**Instructions to follow**
Convert the material, from the line containing "of the pipe" through the end, inclusive, into a JSON list of strings with one string per line and blank lines omitted.

**Material for this exercise**
◆ ◆ ◆ ◆ ◆ ◆ ◆
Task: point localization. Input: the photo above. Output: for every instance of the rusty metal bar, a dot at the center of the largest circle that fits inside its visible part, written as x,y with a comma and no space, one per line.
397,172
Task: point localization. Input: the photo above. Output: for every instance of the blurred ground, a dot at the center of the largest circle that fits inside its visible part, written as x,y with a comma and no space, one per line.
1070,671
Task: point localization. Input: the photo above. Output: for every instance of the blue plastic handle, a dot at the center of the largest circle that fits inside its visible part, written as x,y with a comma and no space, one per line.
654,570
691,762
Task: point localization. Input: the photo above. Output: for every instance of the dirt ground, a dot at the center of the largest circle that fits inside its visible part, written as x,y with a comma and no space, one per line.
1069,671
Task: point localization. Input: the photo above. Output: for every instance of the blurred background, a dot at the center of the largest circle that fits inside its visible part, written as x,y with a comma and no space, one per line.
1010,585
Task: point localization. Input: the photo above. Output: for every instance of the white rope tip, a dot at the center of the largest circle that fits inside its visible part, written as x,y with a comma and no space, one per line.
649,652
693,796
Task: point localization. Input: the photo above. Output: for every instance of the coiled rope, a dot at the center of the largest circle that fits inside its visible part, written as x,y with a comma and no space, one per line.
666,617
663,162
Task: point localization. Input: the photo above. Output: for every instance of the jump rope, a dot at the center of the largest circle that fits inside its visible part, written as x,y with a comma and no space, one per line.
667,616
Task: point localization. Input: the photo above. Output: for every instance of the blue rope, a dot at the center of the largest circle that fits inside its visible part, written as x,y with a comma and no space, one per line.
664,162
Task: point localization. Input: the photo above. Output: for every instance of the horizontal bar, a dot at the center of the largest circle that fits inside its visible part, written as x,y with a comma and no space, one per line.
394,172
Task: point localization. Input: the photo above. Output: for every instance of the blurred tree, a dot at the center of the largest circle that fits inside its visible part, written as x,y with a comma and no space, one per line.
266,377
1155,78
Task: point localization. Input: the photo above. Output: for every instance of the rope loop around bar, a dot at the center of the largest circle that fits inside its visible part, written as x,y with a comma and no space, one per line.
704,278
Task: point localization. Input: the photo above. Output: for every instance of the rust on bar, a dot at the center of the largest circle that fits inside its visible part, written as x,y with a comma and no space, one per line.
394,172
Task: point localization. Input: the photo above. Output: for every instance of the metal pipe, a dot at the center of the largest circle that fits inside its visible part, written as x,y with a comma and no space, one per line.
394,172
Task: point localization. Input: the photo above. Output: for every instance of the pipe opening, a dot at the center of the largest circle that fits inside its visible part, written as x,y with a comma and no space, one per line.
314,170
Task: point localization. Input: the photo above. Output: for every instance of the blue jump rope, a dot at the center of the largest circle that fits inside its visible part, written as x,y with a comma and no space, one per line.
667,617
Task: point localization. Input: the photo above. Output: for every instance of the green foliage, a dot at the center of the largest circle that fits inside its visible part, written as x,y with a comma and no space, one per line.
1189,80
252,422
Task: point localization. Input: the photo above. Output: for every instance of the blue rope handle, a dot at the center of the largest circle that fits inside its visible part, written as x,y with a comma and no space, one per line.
◆ ◆ ◆ ◆ ◆ ◆ ◆
**Final answer**
[
  "Task: point localization. Input: the photo above. Output: for every instance of the pipe opening, a dot at the center of the largest circle that fits inside its visible part, written as x,y with a comma and no space, one per line.",
  "314,170",
  "Task: point localization. Input: the photo above. Output: for every instance of the blue jump rope, a dot at the center of the largest circle that fits inside its visible part, written as x,y with a comma and no space, one per line.",
  "667,617",
  "Task: point localization. Input: the photo above. Output: for every instance of the green foliage, a dot at the center of the largest circle that fits inside its visible part, written as x,y with a comma and no space, one per line.",
  "1189,80",
  "252,422",
  "Task: point localization. Input: the photo above. Output: for every instance of the blue rope handle, a dot at the center of the largest circle that fits inside its visible part, written as x,y with a comma and no space, one per line."
]